** FRAGMENTO DEL DOCUMENTO **
Dani Rovira dejó
de ser mi amigo la misma semana en que le pretendía regalar un futbolín.
Llevaba varios meses
buscando el modelo ideal, escudriñando la red, hablando con gente, viendo
opciones. Los más atractivos distaban mucho del precio que me podía permitir,
los más económicos parecían de juguete. Por fin había dado con un modelo
auténtico, de bar, con un monedero en pesetas, precioso, robusto, idóneo,
definitivo. Estaba arrumbado en un garaje de Toledo, junto con algunos restos
de un bar que naufragó por esa cosa de la crisis. El dueño notó enseguida mi
encendido interés y me mangoneó bastante insinuando que había "otras
personas interesadas". Tuve que llorarle un poco para que me hiciera una
rebaja. La fecha pactada iba a ser el miércoles de la siguiente semana. El
lunes haría el ingreso en la cuenta del tío, en el Banco Popular: la cosa
iba a quedar en cuatrocientos veinte euros, portes incluidos. "Pero no lo
subimos al piso, lo dejamos en el portal", dijo después de cerrar el
trato. "Como quiera", resolví.

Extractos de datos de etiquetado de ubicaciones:
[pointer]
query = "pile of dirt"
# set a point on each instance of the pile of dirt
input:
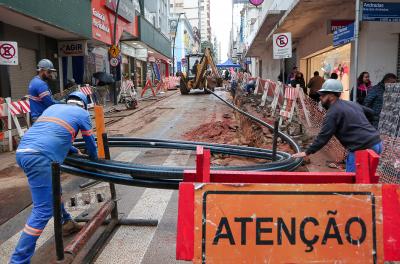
(223, 132)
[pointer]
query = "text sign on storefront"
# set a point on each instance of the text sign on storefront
(288, 223)
(334, 25)
(282, 45)
(8, 53)
(72, 48)
(125, 8)
(343, 35)
(382, 12)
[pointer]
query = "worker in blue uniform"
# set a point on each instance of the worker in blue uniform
(39, 93)
(50, 139)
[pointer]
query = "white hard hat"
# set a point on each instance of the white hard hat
(46, 64)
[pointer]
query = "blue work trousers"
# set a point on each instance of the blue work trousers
(351, 157)
(38, 170)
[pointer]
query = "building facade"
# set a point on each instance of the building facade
(76, 36)
(38, 32)
(312, 38)
(197, 13)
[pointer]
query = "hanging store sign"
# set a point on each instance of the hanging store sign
(72, 48)
(381, 12)
(125, 8)
(343, 35)
(334, 25)
(8, 53)
(282, 45)
(287, 223)
(127, 50)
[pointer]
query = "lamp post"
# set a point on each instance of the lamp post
(114, 69)
(173, 44)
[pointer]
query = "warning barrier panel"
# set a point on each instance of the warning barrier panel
(287, 223)
(287, 217)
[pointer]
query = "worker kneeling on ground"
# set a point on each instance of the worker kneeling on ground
(50, 140)
(345, 120)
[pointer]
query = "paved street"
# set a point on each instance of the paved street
(169, 118)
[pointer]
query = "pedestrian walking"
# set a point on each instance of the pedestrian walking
(347, 122)
(374, 98)
(334, 76)
(363, 87)
(40, 96)
(299, 80)
(292, 75)
(315, 85)
(50, 140)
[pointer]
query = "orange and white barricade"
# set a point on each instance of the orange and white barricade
(290, 101)
(13, 111)
(88, 91)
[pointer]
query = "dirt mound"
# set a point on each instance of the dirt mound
(222, 132)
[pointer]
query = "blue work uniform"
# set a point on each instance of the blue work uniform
(39, 97)
(49, 139)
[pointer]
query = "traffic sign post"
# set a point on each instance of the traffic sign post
(381, 12)
(114, 62)
(282, 47)
(114, 51)
(343, 35)
(8, 53)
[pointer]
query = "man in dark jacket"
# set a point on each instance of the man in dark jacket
(347, 122)
(315, 84)
(374, 99)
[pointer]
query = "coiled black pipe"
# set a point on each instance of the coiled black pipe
(169, 177)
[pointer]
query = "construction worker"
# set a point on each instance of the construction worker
(39, 93)
(50, 140)
(347, 122)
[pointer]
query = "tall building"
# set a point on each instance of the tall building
(197, 13)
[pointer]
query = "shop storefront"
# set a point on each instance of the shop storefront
(337, 60)
(103, 33)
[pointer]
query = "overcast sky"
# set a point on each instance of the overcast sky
(221, 21)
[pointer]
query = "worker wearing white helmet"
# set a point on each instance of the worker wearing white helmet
(347, 122)
(40, 96)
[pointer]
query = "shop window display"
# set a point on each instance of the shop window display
(333, 61)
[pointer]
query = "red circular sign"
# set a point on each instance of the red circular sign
(7, 51)
(282, 41)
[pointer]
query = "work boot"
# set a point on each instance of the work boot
(70, 227)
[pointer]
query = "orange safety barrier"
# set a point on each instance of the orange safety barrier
(287, 217)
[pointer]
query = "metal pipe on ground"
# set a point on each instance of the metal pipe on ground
(125, 221)
(89, 229)
(56, 185)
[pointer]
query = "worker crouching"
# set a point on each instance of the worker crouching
(346, 121)
(50, 140)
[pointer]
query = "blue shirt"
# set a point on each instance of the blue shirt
(54, 132)
(39, 96)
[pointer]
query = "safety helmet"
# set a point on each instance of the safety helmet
(46, 64)
(331, 85)
(78, 98)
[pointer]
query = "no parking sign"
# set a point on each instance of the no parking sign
(8, 53)
(282, 45)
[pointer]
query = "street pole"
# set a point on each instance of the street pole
(356, 39)
(173, 45)
(114, 69)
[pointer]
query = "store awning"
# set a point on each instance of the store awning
(308, 14)
(258, 42)
(16, 19)
(228, 64)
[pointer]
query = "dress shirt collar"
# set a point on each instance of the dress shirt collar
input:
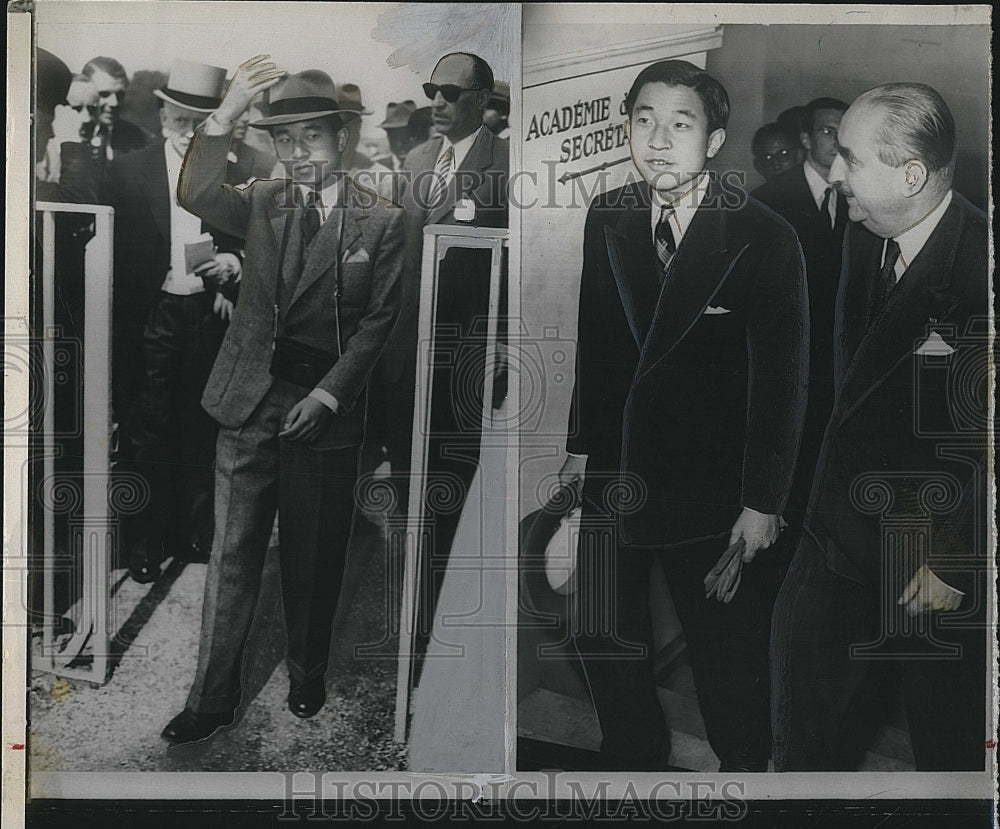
(461, 147)
(328, 197)
(817, 184)
(685, 206)
(912, 240)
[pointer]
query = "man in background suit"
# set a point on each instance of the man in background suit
(317, 301)
(169, 318)
(891, 564)
(806, 199)
(458, 178)
(118, 136)
(689, 398)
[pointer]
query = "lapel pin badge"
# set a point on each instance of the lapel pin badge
(465, 210)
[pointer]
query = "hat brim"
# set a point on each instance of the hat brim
(292, 117)
(186, 104)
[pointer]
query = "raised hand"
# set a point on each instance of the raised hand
(252, 78)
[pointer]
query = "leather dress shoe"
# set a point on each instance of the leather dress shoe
(305, 699)
(189, 726)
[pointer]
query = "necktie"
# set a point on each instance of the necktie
(442, 175)
(824, 209)
(664, 236)
(310, 218)
(886, 280)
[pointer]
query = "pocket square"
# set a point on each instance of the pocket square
(360, 255)
(934, 346)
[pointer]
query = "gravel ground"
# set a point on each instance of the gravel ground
(77, 726)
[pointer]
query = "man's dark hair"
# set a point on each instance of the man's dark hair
(815, 105)
(109, 66)
(771, 131)
(681, 73)
(916, 124)
(482, 75)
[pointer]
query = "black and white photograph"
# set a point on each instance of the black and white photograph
(495, 411)
(268, 424)
(755, 522)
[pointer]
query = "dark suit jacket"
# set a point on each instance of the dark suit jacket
(698, 414)
(901, 419)
(482, 177)
(138, 188)
(789, 196)
(363, 243)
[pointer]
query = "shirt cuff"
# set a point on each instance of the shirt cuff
(215, 127)
(326, 399)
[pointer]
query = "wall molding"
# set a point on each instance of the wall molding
(599, 59)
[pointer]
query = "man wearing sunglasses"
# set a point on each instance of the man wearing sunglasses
(804, 196)
(458, 177)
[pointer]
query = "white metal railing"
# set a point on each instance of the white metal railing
(438, 240)
(91, 536)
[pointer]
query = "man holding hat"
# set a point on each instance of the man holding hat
(318, 299)
(169, 319)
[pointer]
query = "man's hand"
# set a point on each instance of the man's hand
(572, 471)
(759, 531)
(222, 307)
(220, 270)
(252, 78)
(68, 123)
(306, 421)
(926, 592)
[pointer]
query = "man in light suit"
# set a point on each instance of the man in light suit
(317, 301)
(891, 564)
(168, 326)
(458, 178)
(689, 398)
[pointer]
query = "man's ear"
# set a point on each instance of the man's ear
(715, 142)
(914, 177)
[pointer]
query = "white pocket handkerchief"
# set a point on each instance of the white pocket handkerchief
(360, 255)
(934, 346)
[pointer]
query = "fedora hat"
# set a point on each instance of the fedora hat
(301, 97)
(397, 116)
(194, 86)
(350, 98)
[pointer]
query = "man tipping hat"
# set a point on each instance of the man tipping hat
(172, 276)
(318, 299)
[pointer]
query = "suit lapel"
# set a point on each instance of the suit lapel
(920, 299)
(630, 252)
(341, 229)
(698, 270)
(477, 161)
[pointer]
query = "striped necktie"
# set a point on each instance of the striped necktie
(664, 236)
(442, 175)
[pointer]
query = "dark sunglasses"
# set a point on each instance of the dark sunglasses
(449, 92)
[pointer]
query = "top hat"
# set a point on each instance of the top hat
(397, 116)
(194, 86)
(350, 98)
(301, 97)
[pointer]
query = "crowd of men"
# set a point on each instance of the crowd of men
(786, 373)
(259, 301)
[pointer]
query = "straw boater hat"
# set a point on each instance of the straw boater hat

** TAREA **
En el fragmento sobre el futbolín, enumera por favor los adjetivos de una sola palabra que describen el modelo que por fin se encontró.

** RESPUESTA **
auténtico, precioso, robusto, idóneo, definitivo